Aufgabe 1:
Gib alle Zeilen der Datensätze zurück, in denen das Wort „wall“ vorkommt.

Textauszug:

Gedanken über Belichtung und deren Auswirkung auf die Resultate

von Peter Pischler

Ich mache mir wahrscheinlich viel zu viele Gedanken. Die meisten Kameras haben toll funktionierende Vollautomatik- und Halbautomatik Funktionen, es kann also eh kaum etwas schief gehen. Aber trotzdem, ein paar meiner Gedanken möchte ich doch zu Papier bringen. Ob es dann jemand lesen wird - steht auf einem anderen Blatt…

Welche Faktoren beeinflussen die Belichtung und mit welchen Auswirkungen muss ich rechnen:

Faktoren:

  • ISO Einstellung
  • Blende
  • Verschlusszeit
  • eventuelle Belichtungskorrektur (falls nicht auf null gestellt)

Auswirkungen:

1. ISO Einstellung:

a. Genau wie bei Filmen zu analogen Zeiten bewirkt eine höhere ISO Einstellung eine gröbere Körnung, heute "Rauschen" genannt.

b. Die Vorteile höherer ISO Einstellungen sind mögliche kürzere Belichtungszeiten (weniger Verwacklung) und / oder kleinere Blenden (größere Schärfentiefe).

2. Blende:

a. Die Blendeneinstellung steht in direktem Zusammenhang mit der Belichtungszeit und der Schärfentiefe.

3. Verschlusszeit (Belichtungszeit):

a. Die Verschlusszeit steht in direktem Zusammenhang mit der Blende (und damit in indirektem Zusammenhang mit der Schärfentiefe), die Auswirkungen sind das mögliche "Einfrieren" sich schnell bewegender Objekte, der größte Nachteil ist sicher die mit längeren Belichtungszeiten verbundene Verwacklungsgefahr, bzw. Bewegungsunschärfe. Als (relativ grobe) Faustregel sagt man, "Brennweite geht noch" (also 1/50 Sek bei Brennweite 50mm kann man noch ruhig halten, bei 400mm Brennweite benötigt man da bereits 1/400 Sek.

Achtung: diese Faustregel ist für das Kleinbildformat erstellt worden, also für "Voll-Format-Sensoren". Da aber die Sensoren sehr vieler Digitalkameras kleiner, oft wesentlich kleiner als 24x36mm sind, also einen sogenannten "Crop-Faktor" innehaben, muss dieser bei der o.g. Faustregel beachtet werden. Schließe ich zum Beispiel ein 300mm Objektiv an eine Digitalkamera mit Crop-Faktor 1,6 an, so bedeutet die Faustregel 300 x 1,6 also 1/480 Sek (nicht 1/300 Sek!!). Bei Crop-Faktor 2.0 sollte ich also mindestens 1/600 Sek verwenden um möglichen Verwacklungen vorzubeugen.

Ausgangsmaterial:
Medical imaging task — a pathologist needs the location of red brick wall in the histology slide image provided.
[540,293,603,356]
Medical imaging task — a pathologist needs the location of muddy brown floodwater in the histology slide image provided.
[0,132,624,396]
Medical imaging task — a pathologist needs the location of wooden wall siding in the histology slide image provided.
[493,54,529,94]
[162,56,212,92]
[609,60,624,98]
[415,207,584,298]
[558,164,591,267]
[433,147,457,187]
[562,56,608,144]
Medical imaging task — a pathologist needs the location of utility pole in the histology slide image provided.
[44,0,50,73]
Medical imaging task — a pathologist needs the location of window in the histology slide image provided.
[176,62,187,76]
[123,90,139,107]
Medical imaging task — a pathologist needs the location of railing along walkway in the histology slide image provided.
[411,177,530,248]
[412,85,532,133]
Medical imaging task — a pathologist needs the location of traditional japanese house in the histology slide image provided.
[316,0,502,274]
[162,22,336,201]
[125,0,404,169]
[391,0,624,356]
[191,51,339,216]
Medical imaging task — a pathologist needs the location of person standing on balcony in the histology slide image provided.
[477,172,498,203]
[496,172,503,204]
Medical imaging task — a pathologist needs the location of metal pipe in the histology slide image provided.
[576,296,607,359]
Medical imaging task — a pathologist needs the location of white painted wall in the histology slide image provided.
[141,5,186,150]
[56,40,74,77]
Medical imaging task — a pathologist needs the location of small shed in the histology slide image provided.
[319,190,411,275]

==

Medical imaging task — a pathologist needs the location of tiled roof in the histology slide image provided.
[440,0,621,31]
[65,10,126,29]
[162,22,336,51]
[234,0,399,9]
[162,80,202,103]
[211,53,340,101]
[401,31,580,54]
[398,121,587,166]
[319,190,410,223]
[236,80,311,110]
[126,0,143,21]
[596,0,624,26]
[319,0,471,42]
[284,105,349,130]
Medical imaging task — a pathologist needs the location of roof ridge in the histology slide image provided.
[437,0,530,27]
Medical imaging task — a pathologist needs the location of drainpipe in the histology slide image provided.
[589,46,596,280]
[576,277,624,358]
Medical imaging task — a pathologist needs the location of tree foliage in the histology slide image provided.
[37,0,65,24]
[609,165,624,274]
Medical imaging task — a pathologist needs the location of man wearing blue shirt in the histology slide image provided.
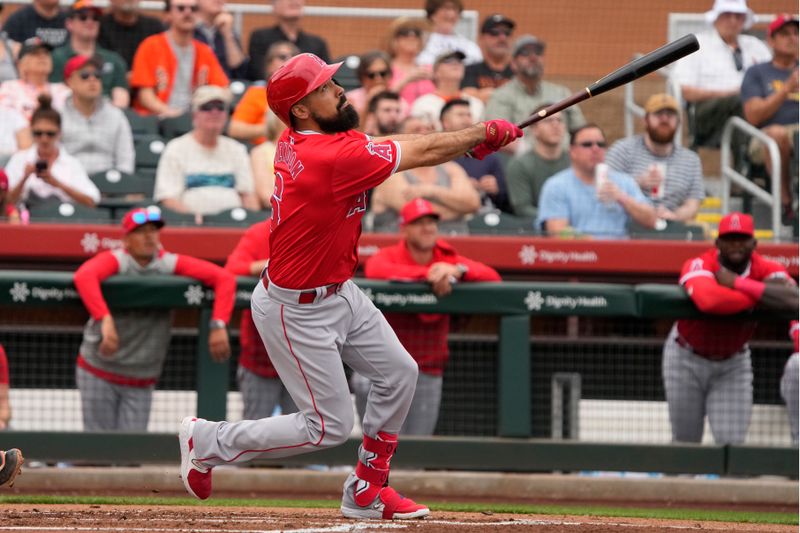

Aufgabe 2:
Wie nennt man die gröbere Körnung, die eine höhere ISO-Einstellung bewirkt, laut dem Text über Belichtung heute?

Lösung 1:
Medical imaging task — a pathologist needs the location of red brick wall in the histology slide image provided.
Medical imaging task — a pathologist needs the location of wooden wall siding in the histology slide image provided.
Medical imaging task — a pathologist needs the location of white painted wall in the histology slide image provided.

Lösung 2:
Sie wird heute „Rauschen“ genannt.